● **PROVIDED DATA**
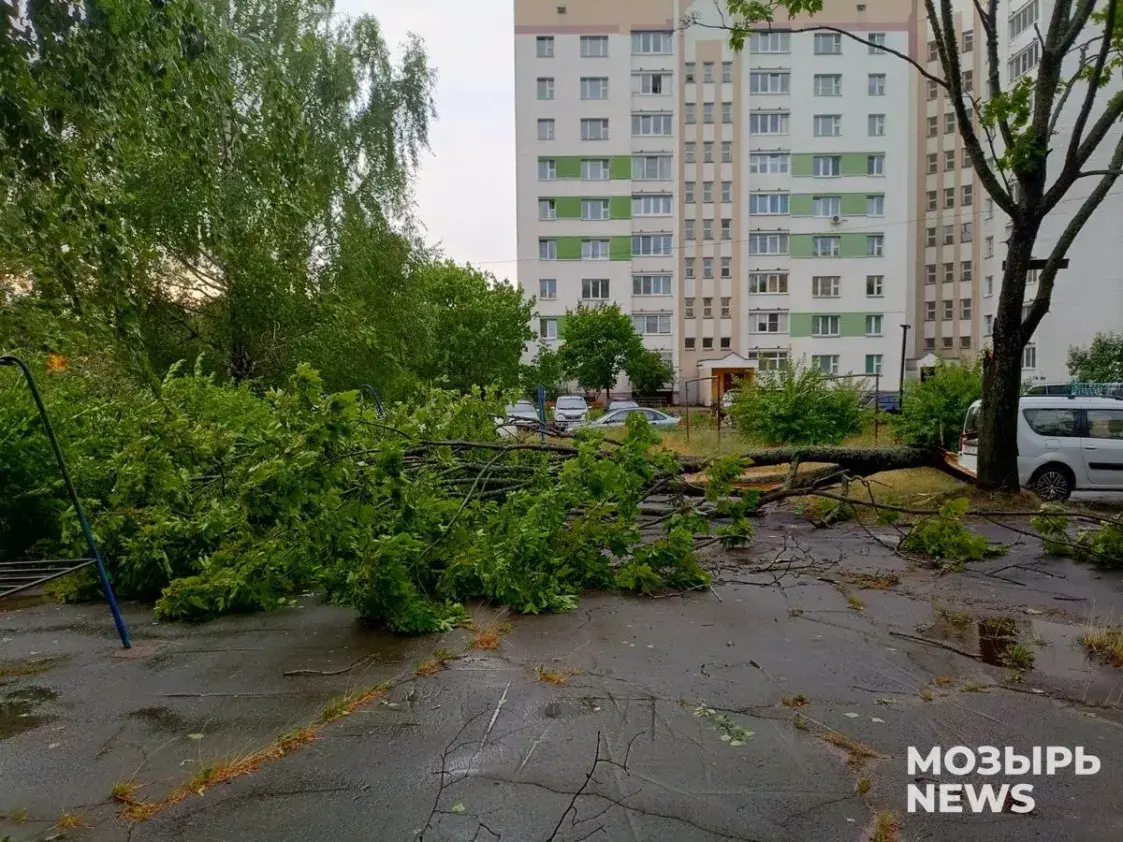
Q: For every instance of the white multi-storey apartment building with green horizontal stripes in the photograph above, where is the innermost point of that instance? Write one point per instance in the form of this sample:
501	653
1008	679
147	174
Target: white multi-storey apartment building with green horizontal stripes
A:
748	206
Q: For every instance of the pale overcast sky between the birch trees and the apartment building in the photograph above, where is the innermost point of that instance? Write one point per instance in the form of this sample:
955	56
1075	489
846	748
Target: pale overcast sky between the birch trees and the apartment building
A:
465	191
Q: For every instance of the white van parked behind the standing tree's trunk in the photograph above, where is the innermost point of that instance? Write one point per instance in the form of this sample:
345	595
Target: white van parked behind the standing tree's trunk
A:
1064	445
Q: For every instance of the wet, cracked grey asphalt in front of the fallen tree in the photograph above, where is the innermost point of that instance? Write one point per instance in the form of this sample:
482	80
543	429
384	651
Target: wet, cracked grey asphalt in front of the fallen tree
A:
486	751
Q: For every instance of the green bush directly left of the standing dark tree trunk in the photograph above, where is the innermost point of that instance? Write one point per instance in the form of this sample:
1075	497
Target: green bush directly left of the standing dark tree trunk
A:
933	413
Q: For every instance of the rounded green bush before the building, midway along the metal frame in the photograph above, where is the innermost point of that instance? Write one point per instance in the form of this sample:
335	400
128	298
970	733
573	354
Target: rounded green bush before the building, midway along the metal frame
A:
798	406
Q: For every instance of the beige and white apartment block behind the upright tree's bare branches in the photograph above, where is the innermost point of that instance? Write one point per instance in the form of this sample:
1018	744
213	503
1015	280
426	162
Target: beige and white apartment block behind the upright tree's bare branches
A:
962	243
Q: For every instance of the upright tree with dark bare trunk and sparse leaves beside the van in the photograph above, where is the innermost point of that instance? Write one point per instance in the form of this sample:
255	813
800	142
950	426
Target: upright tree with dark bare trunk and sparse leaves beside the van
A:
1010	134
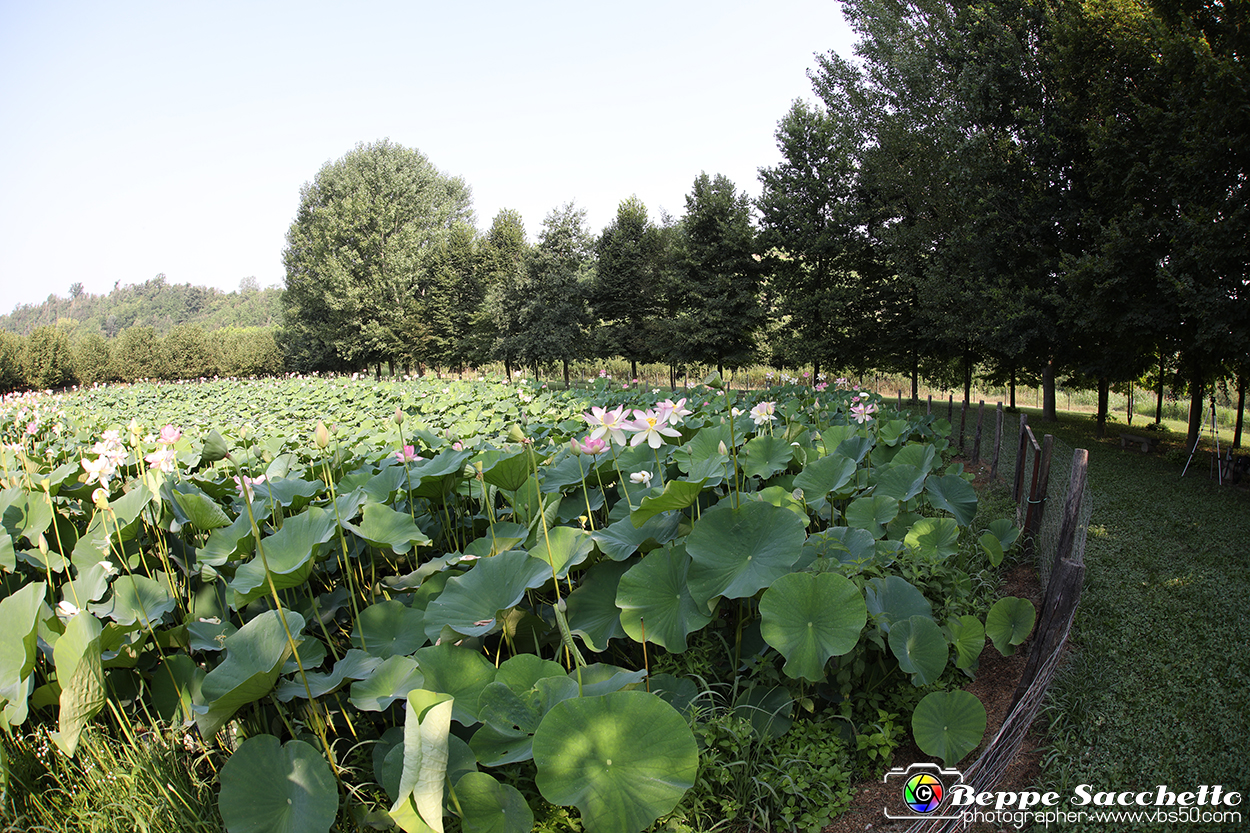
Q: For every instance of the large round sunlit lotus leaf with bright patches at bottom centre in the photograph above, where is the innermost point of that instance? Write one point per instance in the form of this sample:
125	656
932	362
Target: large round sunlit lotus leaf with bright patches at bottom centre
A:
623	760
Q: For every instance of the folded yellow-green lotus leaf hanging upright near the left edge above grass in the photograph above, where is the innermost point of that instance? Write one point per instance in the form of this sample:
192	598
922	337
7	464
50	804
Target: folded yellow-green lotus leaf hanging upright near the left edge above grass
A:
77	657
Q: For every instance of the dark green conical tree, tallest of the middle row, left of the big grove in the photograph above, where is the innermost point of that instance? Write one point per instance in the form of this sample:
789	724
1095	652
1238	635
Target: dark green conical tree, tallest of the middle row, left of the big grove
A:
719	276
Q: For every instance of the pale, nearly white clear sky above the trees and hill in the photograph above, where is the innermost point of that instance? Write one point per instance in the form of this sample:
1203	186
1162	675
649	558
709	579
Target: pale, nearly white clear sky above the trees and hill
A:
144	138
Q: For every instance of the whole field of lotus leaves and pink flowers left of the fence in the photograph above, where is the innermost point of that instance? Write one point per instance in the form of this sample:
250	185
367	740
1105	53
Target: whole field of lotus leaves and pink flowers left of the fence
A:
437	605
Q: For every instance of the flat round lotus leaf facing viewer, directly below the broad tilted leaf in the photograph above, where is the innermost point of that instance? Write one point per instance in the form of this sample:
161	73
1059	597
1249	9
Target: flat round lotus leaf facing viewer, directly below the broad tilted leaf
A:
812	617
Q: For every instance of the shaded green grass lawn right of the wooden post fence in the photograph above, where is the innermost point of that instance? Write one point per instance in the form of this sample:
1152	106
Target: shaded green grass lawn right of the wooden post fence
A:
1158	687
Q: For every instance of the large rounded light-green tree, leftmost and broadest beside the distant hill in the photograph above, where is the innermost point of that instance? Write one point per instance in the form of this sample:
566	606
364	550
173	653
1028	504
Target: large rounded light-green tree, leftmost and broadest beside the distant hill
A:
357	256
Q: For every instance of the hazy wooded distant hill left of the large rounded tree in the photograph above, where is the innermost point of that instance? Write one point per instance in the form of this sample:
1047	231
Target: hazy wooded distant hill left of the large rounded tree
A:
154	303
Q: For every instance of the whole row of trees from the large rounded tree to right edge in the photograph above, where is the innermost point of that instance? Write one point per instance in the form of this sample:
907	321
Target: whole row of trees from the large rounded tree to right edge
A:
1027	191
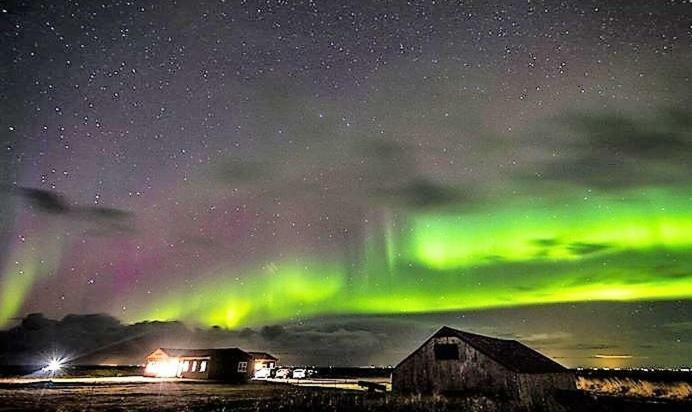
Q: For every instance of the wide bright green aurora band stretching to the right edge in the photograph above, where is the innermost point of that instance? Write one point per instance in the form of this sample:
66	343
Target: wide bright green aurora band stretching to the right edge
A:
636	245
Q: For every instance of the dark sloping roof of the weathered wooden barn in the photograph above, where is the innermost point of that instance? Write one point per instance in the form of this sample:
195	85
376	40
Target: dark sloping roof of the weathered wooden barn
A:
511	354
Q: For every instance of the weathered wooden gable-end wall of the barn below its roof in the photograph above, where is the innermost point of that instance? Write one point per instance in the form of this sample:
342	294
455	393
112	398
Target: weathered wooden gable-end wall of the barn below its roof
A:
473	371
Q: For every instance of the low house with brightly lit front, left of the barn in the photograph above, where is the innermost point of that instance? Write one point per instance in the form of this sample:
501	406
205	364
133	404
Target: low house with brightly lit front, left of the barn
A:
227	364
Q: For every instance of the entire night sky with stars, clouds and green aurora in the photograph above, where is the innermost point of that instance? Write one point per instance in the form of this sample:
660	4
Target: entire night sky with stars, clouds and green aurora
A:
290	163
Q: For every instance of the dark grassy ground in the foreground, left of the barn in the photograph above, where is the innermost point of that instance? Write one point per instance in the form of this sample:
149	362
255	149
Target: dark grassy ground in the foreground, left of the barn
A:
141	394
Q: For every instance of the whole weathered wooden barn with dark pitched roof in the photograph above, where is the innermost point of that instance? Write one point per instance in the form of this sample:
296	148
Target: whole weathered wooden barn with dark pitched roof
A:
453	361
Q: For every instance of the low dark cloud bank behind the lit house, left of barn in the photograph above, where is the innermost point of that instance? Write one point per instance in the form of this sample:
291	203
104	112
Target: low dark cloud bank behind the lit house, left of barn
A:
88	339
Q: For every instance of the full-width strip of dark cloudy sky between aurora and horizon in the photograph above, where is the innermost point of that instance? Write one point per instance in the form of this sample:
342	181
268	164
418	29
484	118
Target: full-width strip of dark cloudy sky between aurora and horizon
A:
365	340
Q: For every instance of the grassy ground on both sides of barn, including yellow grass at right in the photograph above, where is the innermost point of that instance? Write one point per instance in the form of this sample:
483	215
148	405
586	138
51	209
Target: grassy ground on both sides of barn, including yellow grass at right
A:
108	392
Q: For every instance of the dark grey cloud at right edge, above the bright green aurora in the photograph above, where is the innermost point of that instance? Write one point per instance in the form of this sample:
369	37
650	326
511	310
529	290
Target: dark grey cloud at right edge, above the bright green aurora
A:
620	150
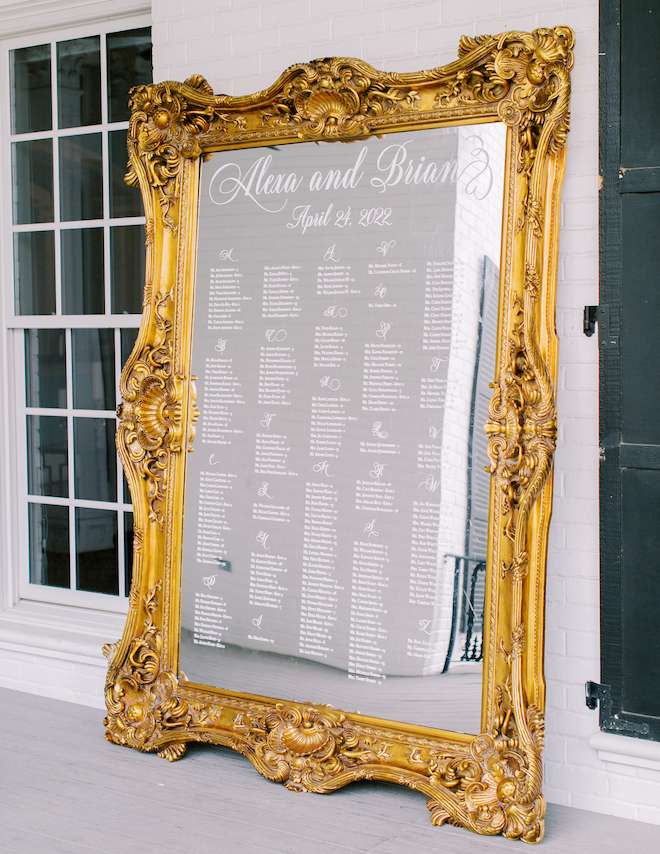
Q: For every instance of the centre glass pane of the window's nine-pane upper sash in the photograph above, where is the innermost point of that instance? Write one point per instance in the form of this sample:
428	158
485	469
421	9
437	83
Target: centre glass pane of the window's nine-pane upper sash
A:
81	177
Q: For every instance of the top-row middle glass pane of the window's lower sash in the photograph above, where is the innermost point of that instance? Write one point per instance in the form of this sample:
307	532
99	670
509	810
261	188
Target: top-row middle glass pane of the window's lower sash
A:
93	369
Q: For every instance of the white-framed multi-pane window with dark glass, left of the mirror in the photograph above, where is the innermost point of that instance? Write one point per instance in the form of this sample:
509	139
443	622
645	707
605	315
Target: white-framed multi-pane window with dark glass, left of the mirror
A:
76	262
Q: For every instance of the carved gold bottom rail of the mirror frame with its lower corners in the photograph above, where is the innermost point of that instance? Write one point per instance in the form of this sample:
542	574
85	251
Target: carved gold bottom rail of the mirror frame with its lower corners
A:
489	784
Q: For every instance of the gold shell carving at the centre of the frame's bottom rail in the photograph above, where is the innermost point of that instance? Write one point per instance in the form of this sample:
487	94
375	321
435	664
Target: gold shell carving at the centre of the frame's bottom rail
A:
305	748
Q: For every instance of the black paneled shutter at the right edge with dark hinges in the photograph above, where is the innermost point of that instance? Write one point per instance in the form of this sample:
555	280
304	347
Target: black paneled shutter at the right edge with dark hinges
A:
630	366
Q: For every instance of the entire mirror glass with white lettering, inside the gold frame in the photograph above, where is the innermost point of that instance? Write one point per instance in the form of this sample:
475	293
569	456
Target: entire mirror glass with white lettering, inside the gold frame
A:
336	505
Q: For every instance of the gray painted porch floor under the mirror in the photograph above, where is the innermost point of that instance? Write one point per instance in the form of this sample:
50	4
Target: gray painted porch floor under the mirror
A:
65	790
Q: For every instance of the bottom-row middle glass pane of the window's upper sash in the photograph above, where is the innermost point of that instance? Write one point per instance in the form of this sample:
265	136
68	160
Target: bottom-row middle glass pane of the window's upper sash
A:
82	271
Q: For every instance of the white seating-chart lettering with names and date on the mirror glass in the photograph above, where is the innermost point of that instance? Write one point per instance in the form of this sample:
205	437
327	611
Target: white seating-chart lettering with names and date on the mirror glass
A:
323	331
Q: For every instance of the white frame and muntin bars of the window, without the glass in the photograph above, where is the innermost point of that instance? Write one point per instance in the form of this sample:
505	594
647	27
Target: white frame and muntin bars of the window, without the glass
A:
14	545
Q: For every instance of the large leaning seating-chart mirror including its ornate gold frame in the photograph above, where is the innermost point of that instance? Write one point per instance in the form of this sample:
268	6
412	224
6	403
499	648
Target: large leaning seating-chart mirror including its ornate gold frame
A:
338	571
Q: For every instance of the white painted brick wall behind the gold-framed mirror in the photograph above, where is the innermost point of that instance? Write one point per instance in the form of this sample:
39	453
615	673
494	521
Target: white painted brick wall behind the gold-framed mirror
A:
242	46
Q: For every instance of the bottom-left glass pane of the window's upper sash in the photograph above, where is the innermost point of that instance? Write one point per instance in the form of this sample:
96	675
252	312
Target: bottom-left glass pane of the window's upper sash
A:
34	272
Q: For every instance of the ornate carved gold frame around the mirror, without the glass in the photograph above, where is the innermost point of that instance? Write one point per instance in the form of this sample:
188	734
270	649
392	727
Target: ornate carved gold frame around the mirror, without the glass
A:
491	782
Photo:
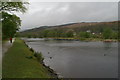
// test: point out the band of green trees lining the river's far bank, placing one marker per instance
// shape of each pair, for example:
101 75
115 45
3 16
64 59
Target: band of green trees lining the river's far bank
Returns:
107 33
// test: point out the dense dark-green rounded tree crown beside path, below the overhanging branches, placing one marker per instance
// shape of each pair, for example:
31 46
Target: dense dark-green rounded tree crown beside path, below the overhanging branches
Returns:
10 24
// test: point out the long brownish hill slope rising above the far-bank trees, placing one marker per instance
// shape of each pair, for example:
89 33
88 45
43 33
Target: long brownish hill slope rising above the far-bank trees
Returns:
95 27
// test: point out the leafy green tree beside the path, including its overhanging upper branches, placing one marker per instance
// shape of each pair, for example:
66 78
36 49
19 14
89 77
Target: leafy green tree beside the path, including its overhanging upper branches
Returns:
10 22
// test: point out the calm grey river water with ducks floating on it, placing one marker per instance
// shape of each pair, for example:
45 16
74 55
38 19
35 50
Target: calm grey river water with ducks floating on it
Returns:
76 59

● **PROMPT**
Which lines above hold the word "sloping"? Copy each of them.

● **ANSWER AREA**
Q: For every instance of the dark sloping roof of the weathered wooden barn in the photograph above, where is the innermost point of that instance? Write one point per instance in the form of this sample:
Target: dark sloping roof of the weathered wooden barn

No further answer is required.